### WHAT IS REQUIRED
From the entries that follow, list every line in which the string "prompts" appears.

### DATA RECORDS

== Segment start ==

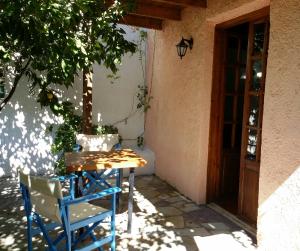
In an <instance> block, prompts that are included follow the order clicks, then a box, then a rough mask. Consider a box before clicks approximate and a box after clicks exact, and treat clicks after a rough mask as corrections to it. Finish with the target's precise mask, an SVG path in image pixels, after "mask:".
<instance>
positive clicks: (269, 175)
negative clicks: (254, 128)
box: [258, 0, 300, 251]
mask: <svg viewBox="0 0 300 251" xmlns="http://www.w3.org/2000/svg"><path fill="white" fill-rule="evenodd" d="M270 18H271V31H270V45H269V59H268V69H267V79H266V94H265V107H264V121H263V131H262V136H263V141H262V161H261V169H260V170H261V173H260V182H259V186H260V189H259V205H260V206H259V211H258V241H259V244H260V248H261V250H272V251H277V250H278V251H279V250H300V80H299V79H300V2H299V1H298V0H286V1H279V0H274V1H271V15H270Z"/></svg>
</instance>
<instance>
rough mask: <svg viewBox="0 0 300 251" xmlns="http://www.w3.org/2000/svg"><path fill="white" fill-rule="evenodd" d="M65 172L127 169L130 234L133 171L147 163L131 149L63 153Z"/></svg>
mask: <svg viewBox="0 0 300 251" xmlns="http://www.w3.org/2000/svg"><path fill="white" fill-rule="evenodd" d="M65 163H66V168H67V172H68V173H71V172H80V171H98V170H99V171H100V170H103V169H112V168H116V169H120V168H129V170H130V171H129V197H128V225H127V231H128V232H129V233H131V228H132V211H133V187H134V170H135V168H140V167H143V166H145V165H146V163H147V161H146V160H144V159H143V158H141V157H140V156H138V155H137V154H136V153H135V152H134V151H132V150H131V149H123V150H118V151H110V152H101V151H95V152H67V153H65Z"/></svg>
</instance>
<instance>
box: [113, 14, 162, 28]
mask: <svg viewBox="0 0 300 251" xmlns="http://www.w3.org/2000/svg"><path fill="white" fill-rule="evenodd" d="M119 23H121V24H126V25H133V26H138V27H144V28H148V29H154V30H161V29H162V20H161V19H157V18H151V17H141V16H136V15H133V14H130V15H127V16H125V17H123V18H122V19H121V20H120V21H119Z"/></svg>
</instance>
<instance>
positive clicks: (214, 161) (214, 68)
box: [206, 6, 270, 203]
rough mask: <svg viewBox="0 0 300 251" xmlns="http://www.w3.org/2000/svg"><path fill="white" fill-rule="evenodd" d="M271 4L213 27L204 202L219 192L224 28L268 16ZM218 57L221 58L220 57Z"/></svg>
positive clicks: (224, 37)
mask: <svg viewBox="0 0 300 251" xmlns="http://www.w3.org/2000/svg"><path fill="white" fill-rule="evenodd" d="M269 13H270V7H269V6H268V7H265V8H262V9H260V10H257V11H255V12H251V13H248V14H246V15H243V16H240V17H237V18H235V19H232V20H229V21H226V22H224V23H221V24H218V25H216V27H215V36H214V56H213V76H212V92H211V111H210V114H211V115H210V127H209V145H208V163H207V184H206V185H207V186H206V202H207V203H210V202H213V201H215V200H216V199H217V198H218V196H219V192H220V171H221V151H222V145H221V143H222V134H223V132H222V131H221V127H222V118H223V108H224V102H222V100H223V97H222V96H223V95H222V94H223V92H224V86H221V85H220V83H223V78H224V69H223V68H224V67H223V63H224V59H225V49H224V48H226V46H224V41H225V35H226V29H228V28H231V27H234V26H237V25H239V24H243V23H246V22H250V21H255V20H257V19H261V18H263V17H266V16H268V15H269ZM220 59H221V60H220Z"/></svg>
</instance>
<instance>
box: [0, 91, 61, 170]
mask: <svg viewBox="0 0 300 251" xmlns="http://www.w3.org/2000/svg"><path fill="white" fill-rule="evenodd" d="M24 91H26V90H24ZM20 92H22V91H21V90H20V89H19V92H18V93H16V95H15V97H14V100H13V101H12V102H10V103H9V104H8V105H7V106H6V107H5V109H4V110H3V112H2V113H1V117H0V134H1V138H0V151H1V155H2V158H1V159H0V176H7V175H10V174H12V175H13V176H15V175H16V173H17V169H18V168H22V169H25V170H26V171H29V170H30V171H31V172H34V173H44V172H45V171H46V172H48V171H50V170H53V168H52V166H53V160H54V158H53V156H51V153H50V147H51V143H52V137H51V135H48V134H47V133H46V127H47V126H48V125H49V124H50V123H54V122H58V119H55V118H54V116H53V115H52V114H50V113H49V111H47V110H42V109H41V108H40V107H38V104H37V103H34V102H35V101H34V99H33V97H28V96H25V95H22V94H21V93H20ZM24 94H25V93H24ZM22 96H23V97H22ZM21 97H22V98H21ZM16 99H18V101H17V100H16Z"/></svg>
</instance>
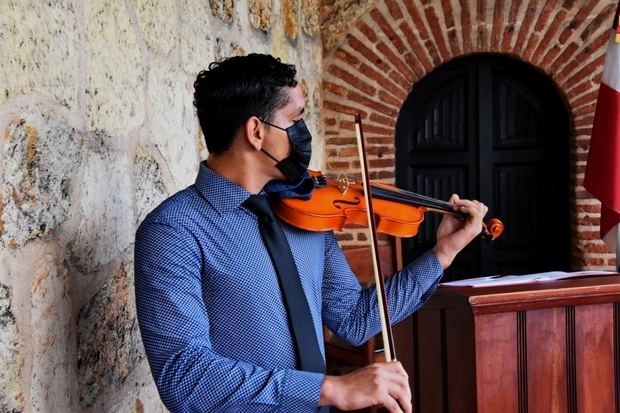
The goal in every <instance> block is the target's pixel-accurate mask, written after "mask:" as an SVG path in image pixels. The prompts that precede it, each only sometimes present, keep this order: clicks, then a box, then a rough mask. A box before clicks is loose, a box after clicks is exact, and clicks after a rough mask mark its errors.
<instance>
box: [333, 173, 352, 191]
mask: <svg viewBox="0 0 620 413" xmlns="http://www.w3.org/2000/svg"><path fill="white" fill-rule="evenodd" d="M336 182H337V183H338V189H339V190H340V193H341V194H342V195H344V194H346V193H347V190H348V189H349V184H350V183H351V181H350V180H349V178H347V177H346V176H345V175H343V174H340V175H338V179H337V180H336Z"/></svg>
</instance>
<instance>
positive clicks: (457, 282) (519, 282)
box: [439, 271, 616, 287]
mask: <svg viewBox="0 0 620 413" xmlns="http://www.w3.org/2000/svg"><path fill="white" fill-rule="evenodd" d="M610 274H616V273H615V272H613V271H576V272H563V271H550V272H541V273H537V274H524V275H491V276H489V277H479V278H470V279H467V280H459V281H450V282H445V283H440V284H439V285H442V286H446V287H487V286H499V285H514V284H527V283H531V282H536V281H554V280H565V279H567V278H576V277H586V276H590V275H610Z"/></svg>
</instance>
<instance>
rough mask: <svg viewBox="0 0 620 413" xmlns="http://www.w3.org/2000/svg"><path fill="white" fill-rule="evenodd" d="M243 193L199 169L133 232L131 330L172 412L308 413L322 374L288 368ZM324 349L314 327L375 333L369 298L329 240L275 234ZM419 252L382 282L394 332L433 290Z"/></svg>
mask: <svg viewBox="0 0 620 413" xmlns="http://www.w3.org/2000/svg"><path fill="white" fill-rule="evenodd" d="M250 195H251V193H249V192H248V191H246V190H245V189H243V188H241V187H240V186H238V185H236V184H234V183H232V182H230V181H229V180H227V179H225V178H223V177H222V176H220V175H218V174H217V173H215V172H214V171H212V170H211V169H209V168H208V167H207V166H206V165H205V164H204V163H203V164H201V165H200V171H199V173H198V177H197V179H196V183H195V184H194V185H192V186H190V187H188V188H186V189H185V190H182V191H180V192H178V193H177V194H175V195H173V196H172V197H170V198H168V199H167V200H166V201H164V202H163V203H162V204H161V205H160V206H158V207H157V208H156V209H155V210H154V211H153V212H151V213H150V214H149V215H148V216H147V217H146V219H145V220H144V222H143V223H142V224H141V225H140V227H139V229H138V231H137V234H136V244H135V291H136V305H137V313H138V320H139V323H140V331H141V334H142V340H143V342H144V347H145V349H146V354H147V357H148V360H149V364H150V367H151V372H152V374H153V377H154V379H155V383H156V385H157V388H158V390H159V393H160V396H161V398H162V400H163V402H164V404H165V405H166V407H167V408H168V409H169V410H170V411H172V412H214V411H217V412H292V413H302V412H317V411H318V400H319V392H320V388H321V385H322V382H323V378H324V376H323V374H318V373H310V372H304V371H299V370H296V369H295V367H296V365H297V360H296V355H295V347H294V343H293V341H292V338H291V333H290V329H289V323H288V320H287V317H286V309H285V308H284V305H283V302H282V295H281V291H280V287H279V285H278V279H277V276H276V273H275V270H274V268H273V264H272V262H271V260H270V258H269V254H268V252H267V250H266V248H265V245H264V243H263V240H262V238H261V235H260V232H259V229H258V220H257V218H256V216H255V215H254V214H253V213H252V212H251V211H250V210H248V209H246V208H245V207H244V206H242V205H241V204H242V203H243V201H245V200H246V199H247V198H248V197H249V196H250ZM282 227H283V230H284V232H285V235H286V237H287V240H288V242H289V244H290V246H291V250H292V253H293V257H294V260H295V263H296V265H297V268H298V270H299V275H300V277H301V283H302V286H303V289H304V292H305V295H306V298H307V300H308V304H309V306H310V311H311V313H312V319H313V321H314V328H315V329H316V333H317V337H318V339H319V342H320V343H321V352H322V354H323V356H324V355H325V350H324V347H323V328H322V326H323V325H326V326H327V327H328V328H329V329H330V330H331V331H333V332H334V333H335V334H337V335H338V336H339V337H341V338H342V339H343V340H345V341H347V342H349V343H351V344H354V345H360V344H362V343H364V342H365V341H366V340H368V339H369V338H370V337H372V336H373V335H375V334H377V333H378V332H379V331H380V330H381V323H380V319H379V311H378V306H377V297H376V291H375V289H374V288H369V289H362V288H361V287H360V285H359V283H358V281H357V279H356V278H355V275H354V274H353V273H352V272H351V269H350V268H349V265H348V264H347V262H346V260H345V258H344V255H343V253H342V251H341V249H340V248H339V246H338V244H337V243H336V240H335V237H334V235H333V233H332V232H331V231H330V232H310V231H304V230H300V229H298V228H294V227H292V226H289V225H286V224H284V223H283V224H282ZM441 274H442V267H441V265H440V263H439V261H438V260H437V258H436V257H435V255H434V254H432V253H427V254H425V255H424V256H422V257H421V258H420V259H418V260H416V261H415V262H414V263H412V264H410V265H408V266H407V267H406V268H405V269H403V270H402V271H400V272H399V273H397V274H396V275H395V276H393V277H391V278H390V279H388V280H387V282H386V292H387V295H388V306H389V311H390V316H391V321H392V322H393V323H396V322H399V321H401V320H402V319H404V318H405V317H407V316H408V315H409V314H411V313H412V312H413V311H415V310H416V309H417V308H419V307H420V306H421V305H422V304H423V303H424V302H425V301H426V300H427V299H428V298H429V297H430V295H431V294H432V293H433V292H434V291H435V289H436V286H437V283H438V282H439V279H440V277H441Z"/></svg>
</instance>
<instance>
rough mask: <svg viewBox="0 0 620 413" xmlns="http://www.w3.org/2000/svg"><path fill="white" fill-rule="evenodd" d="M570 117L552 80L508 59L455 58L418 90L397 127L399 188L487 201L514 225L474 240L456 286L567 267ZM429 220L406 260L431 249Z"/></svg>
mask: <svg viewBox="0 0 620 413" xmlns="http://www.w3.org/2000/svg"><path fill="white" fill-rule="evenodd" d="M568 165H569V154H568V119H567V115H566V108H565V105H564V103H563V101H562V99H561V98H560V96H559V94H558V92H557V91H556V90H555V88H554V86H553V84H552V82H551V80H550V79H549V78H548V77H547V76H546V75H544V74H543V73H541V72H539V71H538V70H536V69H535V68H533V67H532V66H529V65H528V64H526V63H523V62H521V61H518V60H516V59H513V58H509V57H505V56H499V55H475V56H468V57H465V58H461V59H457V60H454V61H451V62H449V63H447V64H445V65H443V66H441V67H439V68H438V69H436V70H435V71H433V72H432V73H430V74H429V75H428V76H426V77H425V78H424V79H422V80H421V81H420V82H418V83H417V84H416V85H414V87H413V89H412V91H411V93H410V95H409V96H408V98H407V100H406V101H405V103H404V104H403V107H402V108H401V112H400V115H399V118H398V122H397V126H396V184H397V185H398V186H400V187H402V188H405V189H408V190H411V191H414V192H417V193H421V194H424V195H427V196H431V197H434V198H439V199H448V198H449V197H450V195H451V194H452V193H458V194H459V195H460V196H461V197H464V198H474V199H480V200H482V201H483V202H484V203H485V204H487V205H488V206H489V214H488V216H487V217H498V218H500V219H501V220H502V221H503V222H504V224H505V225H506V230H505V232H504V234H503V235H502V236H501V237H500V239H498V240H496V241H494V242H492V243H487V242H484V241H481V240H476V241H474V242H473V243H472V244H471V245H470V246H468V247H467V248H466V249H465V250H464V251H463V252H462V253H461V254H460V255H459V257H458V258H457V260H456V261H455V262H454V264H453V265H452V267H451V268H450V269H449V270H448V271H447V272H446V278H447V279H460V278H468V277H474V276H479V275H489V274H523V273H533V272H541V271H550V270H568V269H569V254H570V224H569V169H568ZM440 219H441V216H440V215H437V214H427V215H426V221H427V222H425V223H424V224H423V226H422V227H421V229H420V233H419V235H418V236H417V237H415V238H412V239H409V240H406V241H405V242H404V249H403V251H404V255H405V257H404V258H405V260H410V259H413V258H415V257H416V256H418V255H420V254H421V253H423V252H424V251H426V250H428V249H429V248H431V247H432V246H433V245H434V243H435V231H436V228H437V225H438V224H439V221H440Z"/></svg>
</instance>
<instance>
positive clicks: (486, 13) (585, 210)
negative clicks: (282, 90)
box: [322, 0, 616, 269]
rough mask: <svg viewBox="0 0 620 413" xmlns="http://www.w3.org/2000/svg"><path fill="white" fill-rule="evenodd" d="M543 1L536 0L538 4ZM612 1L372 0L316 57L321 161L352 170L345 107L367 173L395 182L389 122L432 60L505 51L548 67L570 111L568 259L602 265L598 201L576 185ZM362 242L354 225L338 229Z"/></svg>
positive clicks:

== Segment end ==

### EXERCISE SOLUTION
In an <instance> block, prompts that are included follow the order clicks, then a box, then a rough mask. Consider a box before clicks approximate and a box after clicks exact, and treat clicks after a rough mask as corrections to it. Finish with the target's precise mask, an SVG path in image pixels, after "mask:".
The goal in every <instance> block is the target's pixel-accurate mask, written after "mask:" as an SVG path in image pixels. The prompts that precede it, each only sometimes present, keep this order: clicks, then a box, then a rough mask. A box before clicks is loose, a box after clicks is exact, and clicks after a rough mask mark its errors.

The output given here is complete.